- **RAW RECORDS**

......

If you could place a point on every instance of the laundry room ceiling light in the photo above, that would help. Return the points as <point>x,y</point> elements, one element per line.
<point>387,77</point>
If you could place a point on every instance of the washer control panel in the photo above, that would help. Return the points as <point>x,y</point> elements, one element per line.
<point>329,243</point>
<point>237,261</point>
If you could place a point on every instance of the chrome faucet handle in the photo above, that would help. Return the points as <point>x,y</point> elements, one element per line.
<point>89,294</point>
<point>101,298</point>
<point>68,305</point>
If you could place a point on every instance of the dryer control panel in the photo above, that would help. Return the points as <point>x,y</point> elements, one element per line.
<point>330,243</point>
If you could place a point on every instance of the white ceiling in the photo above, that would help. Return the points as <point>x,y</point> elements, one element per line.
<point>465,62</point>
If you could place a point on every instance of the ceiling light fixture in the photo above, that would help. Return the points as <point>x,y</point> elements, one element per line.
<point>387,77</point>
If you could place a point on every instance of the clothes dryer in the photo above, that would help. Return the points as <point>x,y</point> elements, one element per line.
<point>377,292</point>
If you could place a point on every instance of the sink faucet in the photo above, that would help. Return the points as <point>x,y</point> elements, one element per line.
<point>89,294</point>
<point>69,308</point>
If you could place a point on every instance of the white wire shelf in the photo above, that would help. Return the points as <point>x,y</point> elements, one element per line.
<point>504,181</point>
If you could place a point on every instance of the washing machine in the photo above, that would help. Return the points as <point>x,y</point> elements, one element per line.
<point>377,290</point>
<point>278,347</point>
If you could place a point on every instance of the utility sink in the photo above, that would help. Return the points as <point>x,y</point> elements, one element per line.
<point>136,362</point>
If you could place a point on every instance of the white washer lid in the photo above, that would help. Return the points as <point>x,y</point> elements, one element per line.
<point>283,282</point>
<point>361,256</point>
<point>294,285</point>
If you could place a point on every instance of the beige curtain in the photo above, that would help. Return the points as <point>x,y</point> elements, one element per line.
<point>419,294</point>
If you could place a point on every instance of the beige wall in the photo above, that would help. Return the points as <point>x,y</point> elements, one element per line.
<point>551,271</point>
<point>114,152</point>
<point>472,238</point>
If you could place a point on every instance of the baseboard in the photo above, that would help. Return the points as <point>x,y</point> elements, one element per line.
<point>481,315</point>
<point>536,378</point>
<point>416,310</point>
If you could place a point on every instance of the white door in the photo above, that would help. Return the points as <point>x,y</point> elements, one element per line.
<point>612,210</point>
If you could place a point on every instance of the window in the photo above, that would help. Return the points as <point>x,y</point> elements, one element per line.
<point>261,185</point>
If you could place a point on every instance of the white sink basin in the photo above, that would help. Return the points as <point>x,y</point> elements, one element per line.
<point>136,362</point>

......

- **CHALLENGE**
Retype every line above with no changes.

- **WORKED SOLUTION**
If you could place a point on every instance of the laundry room ceiling light in the photo above, that would help. Return the points as <point>x,y</point> elements, one element per line.
<point>387,77</point>
If you could place a point on every instance of the washer control panel in the photo above, that would help. Return the points as <point>x,y</point> elements, one element per line.
<point>329,243</point>
<point>237,261</point>
If you could place a point on every instance of the chrome faucet handle in the photo above, that would help. Return the points as <point>x,y</point> elements, one element per line.
<point>89,294</point>
<point>101,298</point>
<point>68,305</point>
If you could place a point on every instance of the dryer control panel in the photo above, that would help. Return the points as <point>x,y</point> elements, one element per line.
<point>330,243</point>
If you could place a point on every instance of the white ceiling in the photo above, that would help. Return the points as <point>x,y</point> elements, one element per line.
<point>465,62</point>
If you could place a point on every instance of the ceiling light fixture in the photo above, that would help. Return the points as <point>x,y</point> elements, one element per line.
<point>387,77</point>
If you could place a point on every instance of the clothes dryer in the photo above, that would help. Return the points as <point>x,y</point> elements, one element per line.
<point>377,292</point>
If you could place a point on every instance of the sink faucet in the photo above, that would help. Return the points as <point>x,y</point> elements, one element per line.
<point>89,294</point>
<point>69,308</point>
If you could place a point on every instance of the white wire shelf in the photo above, that would help. Return the points as <point>x,y</point> elements, one element per line.
<point>504,181</point>
If you could place a point on every instance of the washing machine in the photo above, that would help. Return the points as <point>x,y</point> elements, one element per line.
<point>377,290</point>
<point>278,347</point>
If you could place a point on every instance of the utility sink in the photo above, that would help. Return the points as <point>x,y</point> elements, one element per line.
<point>136,362</point>
If you could place a point on every instance of the white washer lid in the photo above, that would help. Return the points as <point>x,y</point> elements, one element per line.
<point>283,282</point>
<point>361,256</point>
<point>294,285</point>
If you could place a point on every instance of the beige curtain in the photo above, that would help. Return the points as <point>x,y</point> elements, one element per line.
<point>419,294</point>
If you could place a point on every instance of the beige wall in the photo above, that would help. Return the points as <point>x,y</point> elements, one element per line.
<point>551,271</point>
<point>114,152</point>
<point>472,238</point>
If you could place a point on every instance of the baseboard in the photo above, that would help. Return the points as <point>x,y</point> elements, one element per line.
<point>481,315</point>
<point>536,378</point>
<point>416,310</point>
If you could place a point on every instance of the white door in the photo above, that would help. Return the points as <point>x,y</point> elements, one element per line.
<point>612,210</point>
If you could place a point on every instance of the window in the photo above, that would help. Return the points as <point>x,y</point> elements, one element per line.
<point>261,185</point>
If you could place a point on every instance of the white sink basin in the photo above, that would help. Return the points as <point>x,y</point> elements, one element per line.
<point>136,362</point>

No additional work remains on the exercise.